Wiki‎ > ‎OpenCCG‎ > ‎

OpenCCG Gui

Tutorial for the CCG GUI

This is a first tutorial which walks you, step by step, through the process of writing a very small English grammar using OpenCCG. The grammar we're going to write is the 'tinytiny' English grammar, originally written by Ben Wing. As Ben says, this is a truly minimal grammar for CCG. If you haven't gone through the WebCCG tutorial, it might be helpful to do that first, to get a feel for grammar writing. BUT be aware that the format used for specifying grammars in WebCCG is not the same as the format for the CCG GUI.

The instructions below assume you're working on a UTCL lab machine.

Other CCG pages on this wiki: main and grammars

Here is the complete tinytiny grammar.

The advanced topics page contains important information for writing your own grammars.

First steps : nuts & bolts

First, let's get some terminology straight. OpenCCG is a comprehensive system for writing, editing, and running grammars in the Combinatory Categorial Grammar (CCG) framework. The bulk of this tutorial is about using the editing component of OpenCCG the CCG GUI.
###
STATED PROBLEM A: According to the tutorial, who originally wrote the 'tinytiny' English grammar?

Source data:
###
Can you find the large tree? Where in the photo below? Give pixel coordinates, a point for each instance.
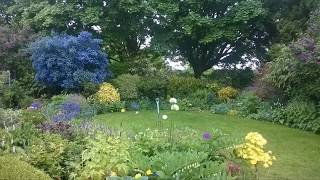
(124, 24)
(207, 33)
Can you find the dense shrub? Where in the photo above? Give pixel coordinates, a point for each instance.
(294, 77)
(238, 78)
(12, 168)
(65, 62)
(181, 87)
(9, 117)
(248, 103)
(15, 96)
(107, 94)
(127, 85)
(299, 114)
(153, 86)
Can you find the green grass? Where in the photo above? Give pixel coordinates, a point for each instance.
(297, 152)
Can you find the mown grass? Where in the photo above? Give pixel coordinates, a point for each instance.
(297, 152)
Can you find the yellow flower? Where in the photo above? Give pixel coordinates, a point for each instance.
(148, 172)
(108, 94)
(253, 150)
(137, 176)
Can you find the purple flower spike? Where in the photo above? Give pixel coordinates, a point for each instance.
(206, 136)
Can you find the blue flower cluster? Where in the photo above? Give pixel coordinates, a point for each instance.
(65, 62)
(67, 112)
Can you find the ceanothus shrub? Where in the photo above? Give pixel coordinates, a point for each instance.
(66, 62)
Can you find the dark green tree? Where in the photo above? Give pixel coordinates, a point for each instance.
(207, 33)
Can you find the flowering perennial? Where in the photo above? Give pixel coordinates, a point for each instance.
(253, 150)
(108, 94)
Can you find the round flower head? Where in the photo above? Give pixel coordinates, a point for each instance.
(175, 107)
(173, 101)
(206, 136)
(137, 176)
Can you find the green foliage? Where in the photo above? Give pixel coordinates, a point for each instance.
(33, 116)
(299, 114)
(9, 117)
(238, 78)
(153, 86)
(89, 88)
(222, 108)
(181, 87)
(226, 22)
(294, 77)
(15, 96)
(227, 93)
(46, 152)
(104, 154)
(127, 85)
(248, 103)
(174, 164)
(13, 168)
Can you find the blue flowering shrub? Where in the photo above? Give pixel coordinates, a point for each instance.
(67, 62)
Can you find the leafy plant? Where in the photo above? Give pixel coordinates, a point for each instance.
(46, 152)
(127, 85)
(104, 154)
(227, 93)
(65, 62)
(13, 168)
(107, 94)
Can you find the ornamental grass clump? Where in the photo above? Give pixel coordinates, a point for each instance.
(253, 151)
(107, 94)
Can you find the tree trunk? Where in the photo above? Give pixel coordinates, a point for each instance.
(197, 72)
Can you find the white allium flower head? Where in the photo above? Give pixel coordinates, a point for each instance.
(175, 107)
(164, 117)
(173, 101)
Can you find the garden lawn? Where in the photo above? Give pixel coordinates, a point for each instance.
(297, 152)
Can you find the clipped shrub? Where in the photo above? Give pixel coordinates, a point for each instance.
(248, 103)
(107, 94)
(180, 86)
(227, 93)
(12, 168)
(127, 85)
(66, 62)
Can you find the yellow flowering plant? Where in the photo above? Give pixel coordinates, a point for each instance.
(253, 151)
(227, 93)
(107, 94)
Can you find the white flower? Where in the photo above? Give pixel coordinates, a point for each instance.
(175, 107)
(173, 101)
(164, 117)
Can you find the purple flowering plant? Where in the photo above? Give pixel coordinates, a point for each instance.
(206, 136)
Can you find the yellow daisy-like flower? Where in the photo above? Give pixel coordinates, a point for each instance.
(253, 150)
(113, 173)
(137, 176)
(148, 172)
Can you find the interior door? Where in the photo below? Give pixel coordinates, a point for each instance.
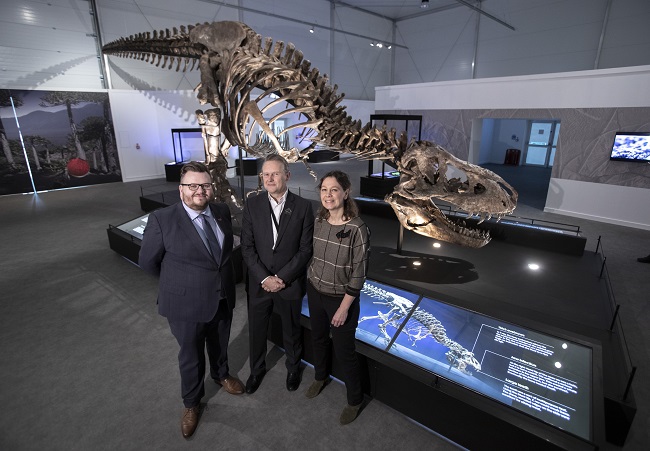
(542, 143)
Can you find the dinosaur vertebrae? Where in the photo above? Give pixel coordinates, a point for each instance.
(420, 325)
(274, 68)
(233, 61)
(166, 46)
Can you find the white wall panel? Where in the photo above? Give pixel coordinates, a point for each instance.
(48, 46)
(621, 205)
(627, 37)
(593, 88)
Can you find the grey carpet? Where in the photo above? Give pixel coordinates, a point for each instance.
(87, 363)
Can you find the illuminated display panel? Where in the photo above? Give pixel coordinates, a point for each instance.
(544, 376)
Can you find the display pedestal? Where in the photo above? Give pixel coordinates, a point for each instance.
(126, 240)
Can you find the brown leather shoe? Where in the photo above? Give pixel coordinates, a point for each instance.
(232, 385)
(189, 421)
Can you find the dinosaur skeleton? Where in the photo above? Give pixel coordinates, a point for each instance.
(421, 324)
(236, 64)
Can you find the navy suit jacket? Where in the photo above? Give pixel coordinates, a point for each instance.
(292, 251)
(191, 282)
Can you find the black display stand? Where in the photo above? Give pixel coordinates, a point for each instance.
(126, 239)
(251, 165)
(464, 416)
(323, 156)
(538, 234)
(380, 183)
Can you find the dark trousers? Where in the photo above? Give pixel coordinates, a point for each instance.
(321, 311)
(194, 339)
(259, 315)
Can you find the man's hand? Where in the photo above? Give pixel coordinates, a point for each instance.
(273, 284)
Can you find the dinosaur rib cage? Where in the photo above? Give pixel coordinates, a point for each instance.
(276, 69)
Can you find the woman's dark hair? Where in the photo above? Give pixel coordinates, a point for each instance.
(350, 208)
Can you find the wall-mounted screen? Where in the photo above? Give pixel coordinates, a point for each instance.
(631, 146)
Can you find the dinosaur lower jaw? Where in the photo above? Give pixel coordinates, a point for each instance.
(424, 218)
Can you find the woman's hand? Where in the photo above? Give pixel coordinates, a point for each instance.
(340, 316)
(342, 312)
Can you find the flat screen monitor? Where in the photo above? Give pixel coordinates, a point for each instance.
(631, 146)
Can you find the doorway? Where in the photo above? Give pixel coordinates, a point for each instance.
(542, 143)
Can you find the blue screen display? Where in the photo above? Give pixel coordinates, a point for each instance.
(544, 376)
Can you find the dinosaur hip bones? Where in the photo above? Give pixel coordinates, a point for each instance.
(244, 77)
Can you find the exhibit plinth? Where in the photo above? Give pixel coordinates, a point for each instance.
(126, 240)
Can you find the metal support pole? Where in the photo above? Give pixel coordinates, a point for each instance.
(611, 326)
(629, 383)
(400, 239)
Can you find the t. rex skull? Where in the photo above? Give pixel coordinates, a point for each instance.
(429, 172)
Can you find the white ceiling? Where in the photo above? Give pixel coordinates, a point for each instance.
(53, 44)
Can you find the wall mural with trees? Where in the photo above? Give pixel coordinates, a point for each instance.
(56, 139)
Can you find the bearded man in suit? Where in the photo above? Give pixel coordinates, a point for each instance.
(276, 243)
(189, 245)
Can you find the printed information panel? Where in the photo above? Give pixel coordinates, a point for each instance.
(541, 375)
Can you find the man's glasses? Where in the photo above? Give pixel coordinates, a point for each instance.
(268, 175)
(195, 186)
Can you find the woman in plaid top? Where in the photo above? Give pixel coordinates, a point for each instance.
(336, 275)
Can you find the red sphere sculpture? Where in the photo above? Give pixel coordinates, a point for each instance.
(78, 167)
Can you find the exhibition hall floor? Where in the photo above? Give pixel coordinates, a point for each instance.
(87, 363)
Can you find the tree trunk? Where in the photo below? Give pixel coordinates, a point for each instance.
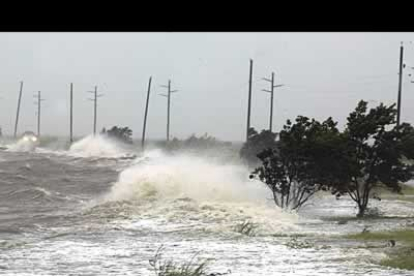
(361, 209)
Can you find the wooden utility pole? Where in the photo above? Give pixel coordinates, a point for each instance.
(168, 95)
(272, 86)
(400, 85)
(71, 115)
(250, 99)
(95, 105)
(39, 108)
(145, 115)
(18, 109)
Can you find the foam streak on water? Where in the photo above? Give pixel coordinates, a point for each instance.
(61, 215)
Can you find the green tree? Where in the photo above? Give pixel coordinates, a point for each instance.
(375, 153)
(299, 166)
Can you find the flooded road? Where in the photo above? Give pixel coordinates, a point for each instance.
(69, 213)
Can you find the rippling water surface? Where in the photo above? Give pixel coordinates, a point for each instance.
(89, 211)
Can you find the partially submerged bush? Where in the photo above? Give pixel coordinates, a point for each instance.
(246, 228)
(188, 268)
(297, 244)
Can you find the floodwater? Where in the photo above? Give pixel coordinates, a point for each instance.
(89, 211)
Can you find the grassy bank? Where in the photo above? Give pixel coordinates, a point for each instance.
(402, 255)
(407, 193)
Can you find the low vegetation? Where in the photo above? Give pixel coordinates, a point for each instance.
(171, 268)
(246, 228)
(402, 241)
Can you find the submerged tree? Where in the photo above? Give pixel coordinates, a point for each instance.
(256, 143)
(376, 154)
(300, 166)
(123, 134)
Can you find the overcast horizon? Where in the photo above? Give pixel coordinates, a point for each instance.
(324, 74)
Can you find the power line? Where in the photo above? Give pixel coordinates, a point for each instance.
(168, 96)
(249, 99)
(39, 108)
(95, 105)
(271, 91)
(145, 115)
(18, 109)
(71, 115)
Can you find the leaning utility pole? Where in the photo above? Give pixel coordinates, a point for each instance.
###
STATED PROBLEM B: Give the lines of the entries as a JSON list of strings, one string per line and no blank lines. Start with the line containing "Can you find the partially" and continue through the final line of the entries.

COMPLETE ANSWER A: Ben Wing

COMPLETE ANSWER B:
[
  "Can you find the partially submerged bush? Where in the photo above? Give pixel coordinates, a point for each instance.",
  "(246, 228)",
  "(188, 268)",
  "(297, 244)",
  "Can you find the floodwater? Where in the photo above? Give pixel coordinates, a point for each instance.",
  "(89, 211)",
  "Can you find the grassy bank? Where in the photo above? Give pixel coordinates, a point for each instance.",
  "(402, 255)",
  "(407, 193)",
  "Can you find the low vegetation? Where in the photo above? Give pixel coordinates, a point for each instance.",
  "(171, 268)",
  "(246, 228)",
  "(402, 241)",
  "Can you find the submerged tree? Where in the photo above? Give pixel coordinates, a point for each instance.",
  "(256, 143)",
  "(376, 154)",
  "(300, 166)",
  "(123, 134)",
  "Can you find the overcast horizon? Where in the photo above? Give pixel coordinates, a point for each instance.",
  "(324, 74)",
  "Can you find the power line? Where in the photo above? Give pixel coordinates, a point for each instance.",
  "(168, 96)",
  "(249, 99)",
  "(39, 108)",
  "(95, 105)",
  "(271, 91)",
  "(145, 115)",
  "(18, 109)",
  "(71, 115)",
  "Can you find the leaning utility pole? Where in the photo above? Give pixel coordinates, a point for each instance."
]